Scan the lines below for the string "water" and copy every one that has it.

BEGIN

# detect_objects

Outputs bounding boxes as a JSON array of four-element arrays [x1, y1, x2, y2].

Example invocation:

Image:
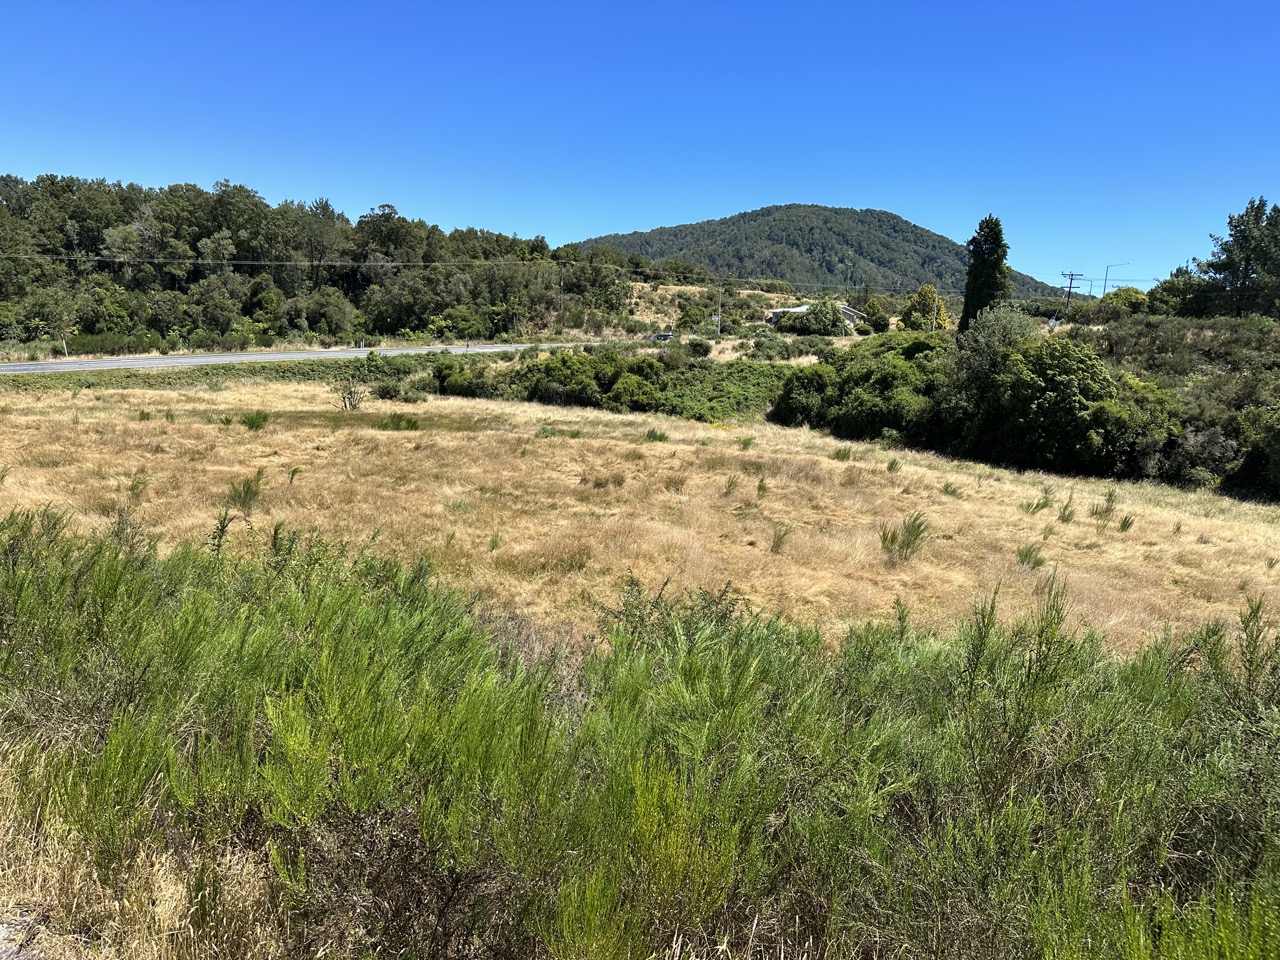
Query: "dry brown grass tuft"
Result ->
[[0, 762, 287, 959], [2, 379, 1279, 650]]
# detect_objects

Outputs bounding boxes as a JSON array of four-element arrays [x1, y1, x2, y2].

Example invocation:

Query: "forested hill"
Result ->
[[583, 204, 1063, 297]]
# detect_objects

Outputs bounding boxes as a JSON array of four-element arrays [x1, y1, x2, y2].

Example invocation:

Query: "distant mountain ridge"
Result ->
[[583, 204, 1063, 298]]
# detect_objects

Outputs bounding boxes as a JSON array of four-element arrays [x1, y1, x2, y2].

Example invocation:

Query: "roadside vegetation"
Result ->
[[1, 511, 1278, 958]]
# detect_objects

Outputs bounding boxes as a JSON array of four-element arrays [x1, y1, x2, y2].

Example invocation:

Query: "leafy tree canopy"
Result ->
[[1196, 196, 1280, 318], [899, 284, 948, 331], [1100, 286, 1149, 314]]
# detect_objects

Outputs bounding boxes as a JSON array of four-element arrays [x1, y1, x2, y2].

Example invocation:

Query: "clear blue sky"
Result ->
[[3, 0, 1276, 290]]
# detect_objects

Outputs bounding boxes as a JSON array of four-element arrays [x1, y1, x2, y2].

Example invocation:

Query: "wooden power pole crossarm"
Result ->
[[1061, 272, 1083, 311]]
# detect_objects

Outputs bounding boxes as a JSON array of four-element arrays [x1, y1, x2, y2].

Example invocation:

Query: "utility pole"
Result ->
[[717, 275, 723, 336], [1061, 272, 1083, 312]]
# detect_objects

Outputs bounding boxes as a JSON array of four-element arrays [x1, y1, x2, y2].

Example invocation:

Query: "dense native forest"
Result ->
[[583, 203, 1064, 297], [0, 174, 672, 353]]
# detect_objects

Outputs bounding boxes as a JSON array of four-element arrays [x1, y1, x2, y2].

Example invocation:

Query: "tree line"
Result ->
[[0, 175, 732, 353]]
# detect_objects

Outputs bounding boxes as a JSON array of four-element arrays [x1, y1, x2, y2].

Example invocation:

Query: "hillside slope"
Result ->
[[584, 203, 1063, 297]]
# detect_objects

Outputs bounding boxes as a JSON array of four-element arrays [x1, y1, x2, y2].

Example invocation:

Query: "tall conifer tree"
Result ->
[[961, 215, 1012, 331]]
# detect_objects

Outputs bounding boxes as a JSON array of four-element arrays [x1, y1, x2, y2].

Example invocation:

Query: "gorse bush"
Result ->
[[0, 512, 1278, 958]]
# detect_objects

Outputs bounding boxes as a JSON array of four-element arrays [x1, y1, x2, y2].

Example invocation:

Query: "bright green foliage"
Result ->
[[2, 515, 1279, 956], [744, 331, 832, 361], [0, 174, 623, 352], [899, 283, 948, 331], [992, 337, 1118, 471], [225, 466, 266, 517], [238, 409, 270, 430], [439, 349, 793, 423], [1101, 285, 1150, 314], [862, 294, 891, 333], [777, 297, 845, 335], [961, 214, 1013, 329], [773, 331, 948, 446], [1148, 264, 1219, 316], [879, 511, 931, 562], [1069, 310, 1280, 493], [770, 316, 1196, 482]]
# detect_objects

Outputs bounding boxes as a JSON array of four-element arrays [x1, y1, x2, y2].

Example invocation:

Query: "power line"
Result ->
[[0, 251, 1063, 298]]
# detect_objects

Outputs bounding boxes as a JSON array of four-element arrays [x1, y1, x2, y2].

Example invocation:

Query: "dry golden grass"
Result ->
[[2, 379, 1279, 651], [0, 764, 286, 959]]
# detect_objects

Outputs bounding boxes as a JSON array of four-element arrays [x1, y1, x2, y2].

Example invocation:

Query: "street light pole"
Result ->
[[1102, 262, 1129, 299]]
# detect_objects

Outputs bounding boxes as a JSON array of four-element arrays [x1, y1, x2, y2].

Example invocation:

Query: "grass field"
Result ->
[[2, 373, 1280, 958], [1, 377, 1278, 650]]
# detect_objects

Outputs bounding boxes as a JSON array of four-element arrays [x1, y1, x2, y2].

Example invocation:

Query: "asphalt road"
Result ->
[[0, 343, 574, 376]]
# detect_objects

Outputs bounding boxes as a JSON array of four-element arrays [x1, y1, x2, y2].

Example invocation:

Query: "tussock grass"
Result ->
[[238, 409, 270, 431], [373, 411, 420, 431], [1017, 543, 1047, 568], [226, 467, 267, 518], [1020, 484, 1055, 515], [880, 511, 931, 564]]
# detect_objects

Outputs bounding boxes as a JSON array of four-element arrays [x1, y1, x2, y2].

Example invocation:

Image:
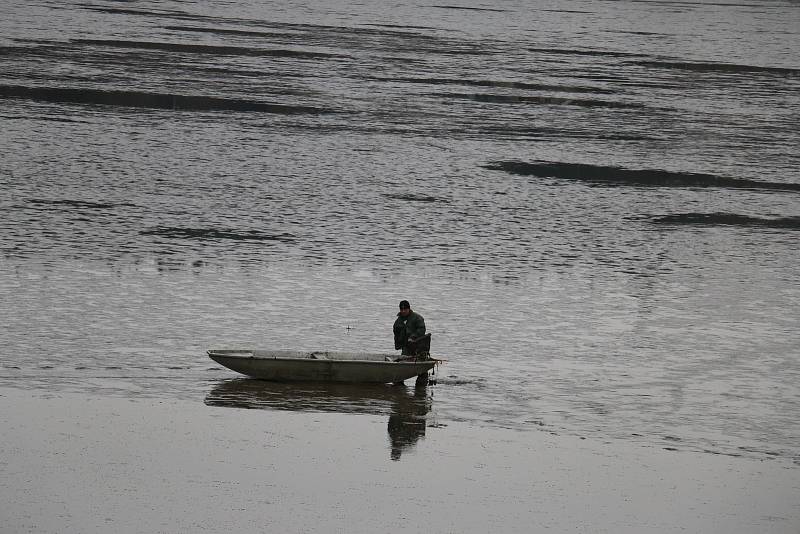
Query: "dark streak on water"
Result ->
[[435, 93, 644, 109], [383, 193, 443, 203], [427, 5, 509, 12], [73, 38, 352, 60], [163, 25, 304, 39], [647, 213, 800, 229], [0, 85, 334, 114], [29, 199, 137, 210], [140, 227, 297, 242], [632, 60, 800, 77], [528, 47, 649, 59], [485, 161, 800, 192], [371, 76, 616, 94]]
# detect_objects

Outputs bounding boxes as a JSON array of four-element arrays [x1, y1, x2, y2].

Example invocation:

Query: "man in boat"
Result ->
[[393, 300, 426, 356]]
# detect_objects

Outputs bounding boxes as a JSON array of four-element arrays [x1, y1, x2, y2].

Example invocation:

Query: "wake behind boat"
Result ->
[[208, 349, 437, 384]]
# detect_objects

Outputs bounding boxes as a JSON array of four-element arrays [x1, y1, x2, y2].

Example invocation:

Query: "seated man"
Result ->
[[393, 300, 426, 356]]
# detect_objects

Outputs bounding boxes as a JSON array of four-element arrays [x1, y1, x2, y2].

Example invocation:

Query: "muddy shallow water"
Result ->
[[3, 388, 798, 533]]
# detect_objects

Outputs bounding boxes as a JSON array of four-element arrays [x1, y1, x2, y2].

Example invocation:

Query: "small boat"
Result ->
[[208, 349, 437, 383]]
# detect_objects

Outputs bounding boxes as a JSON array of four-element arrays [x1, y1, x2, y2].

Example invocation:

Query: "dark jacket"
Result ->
[[393, 311, 426, 352]]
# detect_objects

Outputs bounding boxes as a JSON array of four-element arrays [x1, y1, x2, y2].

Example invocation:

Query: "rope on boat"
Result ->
[[394, 356, 447, 364]]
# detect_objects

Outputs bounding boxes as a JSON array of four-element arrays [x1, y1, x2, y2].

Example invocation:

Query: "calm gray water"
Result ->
[[1, 0, 799, 465]]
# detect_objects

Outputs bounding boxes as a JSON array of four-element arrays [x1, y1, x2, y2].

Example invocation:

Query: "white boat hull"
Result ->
[[208, 349, 436, 383]]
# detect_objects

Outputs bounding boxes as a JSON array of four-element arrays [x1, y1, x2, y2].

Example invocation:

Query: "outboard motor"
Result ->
[[407, 333, 432, 358], [408, 333, 433, 386]]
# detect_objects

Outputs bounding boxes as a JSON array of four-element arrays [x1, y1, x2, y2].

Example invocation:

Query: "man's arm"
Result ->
[[393, 318, 403, 349], [408, 314, 426, 340]]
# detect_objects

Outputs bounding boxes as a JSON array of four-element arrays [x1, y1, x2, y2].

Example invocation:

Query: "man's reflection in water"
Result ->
[[204, 379, 433, 460], [387, 384, 431, 461]]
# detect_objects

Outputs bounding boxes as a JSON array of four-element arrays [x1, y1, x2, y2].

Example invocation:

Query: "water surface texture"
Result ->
[[2, 0, 799, 465]]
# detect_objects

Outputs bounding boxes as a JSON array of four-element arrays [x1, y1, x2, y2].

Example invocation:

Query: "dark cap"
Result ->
[[399, 300, 410, 309]]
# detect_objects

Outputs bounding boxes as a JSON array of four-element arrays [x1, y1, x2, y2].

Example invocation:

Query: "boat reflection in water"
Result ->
[[204, 379, 433, 460]]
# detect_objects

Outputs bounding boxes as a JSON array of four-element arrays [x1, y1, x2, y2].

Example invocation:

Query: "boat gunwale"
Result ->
[[208, 350, 435, 366]]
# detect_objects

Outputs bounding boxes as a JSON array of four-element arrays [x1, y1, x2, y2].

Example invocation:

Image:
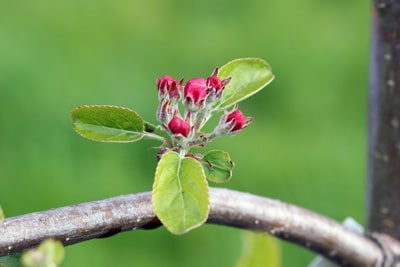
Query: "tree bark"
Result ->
[[0, 188, 386, 267], [367, 0, 400, 239]]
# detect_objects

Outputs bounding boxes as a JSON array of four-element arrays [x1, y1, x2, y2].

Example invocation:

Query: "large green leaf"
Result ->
[[216, 58, 274, 109], [153, 151, 209, 235], [201, 150, 234, 183], [71, 105, 145, 142], [235, 232, 281, 267]]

END

* _Task response_
Query: "dark streak on water"
Query: "muddy shallow water"
Query: "calm gray water"
Query: "man's reflection in water"
Query: "water surface texture"
Query: "boat reflection in water"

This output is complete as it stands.